▸ Exercise instructions: Would you echo every one of the records below, line for line and without changing a single character?

- - - - -

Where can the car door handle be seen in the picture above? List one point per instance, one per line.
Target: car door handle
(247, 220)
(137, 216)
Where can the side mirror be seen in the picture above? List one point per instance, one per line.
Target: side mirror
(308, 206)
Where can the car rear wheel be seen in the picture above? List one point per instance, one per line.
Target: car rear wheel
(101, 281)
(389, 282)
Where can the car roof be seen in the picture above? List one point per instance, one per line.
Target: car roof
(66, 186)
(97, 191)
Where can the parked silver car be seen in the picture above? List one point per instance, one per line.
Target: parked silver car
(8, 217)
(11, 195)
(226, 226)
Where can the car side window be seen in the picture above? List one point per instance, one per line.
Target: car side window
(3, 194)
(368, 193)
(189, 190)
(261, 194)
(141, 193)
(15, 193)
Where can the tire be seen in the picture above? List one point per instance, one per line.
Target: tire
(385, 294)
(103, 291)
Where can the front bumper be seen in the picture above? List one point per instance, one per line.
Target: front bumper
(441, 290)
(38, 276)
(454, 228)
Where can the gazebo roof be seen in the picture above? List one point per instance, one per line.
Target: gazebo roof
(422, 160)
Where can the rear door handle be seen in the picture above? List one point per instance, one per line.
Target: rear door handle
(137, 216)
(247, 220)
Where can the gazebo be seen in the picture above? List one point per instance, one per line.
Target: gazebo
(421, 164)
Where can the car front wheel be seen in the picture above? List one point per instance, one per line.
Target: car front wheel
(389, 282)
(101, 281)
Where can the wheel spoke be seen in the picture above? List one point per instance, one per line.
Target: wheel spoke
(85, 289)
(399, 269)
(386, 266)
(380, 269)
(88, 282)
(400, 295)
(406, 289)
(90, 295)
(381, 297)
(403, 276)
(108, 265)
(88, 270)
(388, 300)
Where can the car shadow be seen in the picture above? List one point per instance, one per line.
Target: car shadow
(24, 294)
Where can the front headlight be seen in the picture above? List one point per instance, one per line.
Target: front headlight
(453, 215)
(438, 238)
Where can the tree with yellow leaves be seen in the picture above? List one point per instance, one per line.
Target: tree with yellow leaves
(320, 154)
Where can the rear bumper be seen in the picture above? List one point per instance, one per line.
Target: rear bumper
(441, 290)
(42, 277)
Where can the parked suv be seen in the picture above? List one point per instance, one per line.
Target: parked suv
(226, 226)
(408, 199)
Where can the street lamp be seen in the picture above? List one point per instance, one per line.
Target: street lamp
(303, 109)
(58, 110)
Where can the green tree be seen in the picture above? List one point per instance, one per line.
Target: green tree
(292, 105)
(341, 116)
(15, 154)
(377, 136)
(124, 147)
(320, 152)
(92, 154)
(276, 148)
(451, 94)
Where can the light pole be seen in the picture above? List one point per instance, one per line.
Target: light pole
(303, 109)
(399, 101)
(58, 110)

- - - - -

▸ Reply to the exercise:
Where can the car door handle be seen in the picture above? List one point per instance, one per line.
Target: car door handle
(247, 220)
(137, 216)
Where can the side mirror be seen in the picture above? List one point per instance, one per line.
Target: side mirror
(308, 206)
Where can the car rear wheel be seen in the picture above? List one point per instance, one per line.
Target: car rear wheel
(101, 281)
(389, 282)
Where can the car roof be seen in the picture above? List one point per instance, one per line.
Target: car roof
(66, 186)
(97, 191)
Where can the parked silver car be seen in the picture above? List one point per instance, one per line.
Target: parked silver car
(8, 217)
(11, 195)
(226, 226)
Where can the car side window be seen in the picture above? List one point per instance, one per line.
Target: car side window
(3, 194)
(368, 193)
(189, 190)
(261, 194)
(141, 193)
(15, 193)
Where can the tire be seen in the picture above? List one point per instance, one per line.
Target: tire
(385, 294)
(103, 291)
Where can the front bumper be seen in the picture above? List one point per instance, one per line.
Target: front bumper
(441, 290)
(38, 276)
(454, 228)
Where can the gazebo roof be seen in the picture above? List one point per instance, one per line.
Target: gazebo roof
(422, 160)
Where can the rear door handle be seen in the picture above? List one point per instance, one per line.
Target: rear door handle
(137, 216)
(247, 220)
Where can the gazebo be seen in the picture above? List one point per instance, one per line.
Target: gazebo
(421, 164)
Where can the car front wheel be seen in the picture above? List one point per instance, one per line.
Target: car front wheel
(389, 282)
(101, 281)
Where can the wheel spoke be seen in the picture above? List one point per instance, one per line.
Target: wheel spoke
(85, 289)
(399, 269)
(386, 266)
(380, 269)
(88, 282)
(400, 295)
(406, 289)
(90, 295)
(381, 297)
(403, 276)
(108, 265)
(88, 270)
(388, 300)
Where can the car shadow be seen in the picture above? List one point per instance, one per line.
Target: car shadow
(24, 294)
Where can the front headlight be seen in the picture above? List one point per instance, one per line.
Target: front headlight
(453, 215)
(438, 238)
Where can the tree with yellow leaves be seen in the picture above? List one point per instance, one per line.
Target: tree with yellow leaves
(320, 154)
Where can the rear bumper be seen in the picture above? List one point per instance, one per line.
Target: rear bumper
(441, 290)
(42, 277)
Where can the parked suv be seen in the picture above? List one point per instance, one per line.
Target: parked suv
(226, 226)
(408, 199)
Where can the street lamp be seen in the picture above? List one point per instance, one per line.
Target: street lamp
(303, 109)
(58, 110)
Where can the green tree be seen in the picture above? List one point per instance, one per line.
Target: green tree
(292, 105)
(341, 116)
(15, 154)
(377, 136)
(124, 147)
(320, 152)
(92, 154)
(276, 148)
(451, 94)
Where can the light pole be seen in the picture above? List one point per instance, one per line.
Target: light pole
(303, 109)
(399, 101)
(58, 110)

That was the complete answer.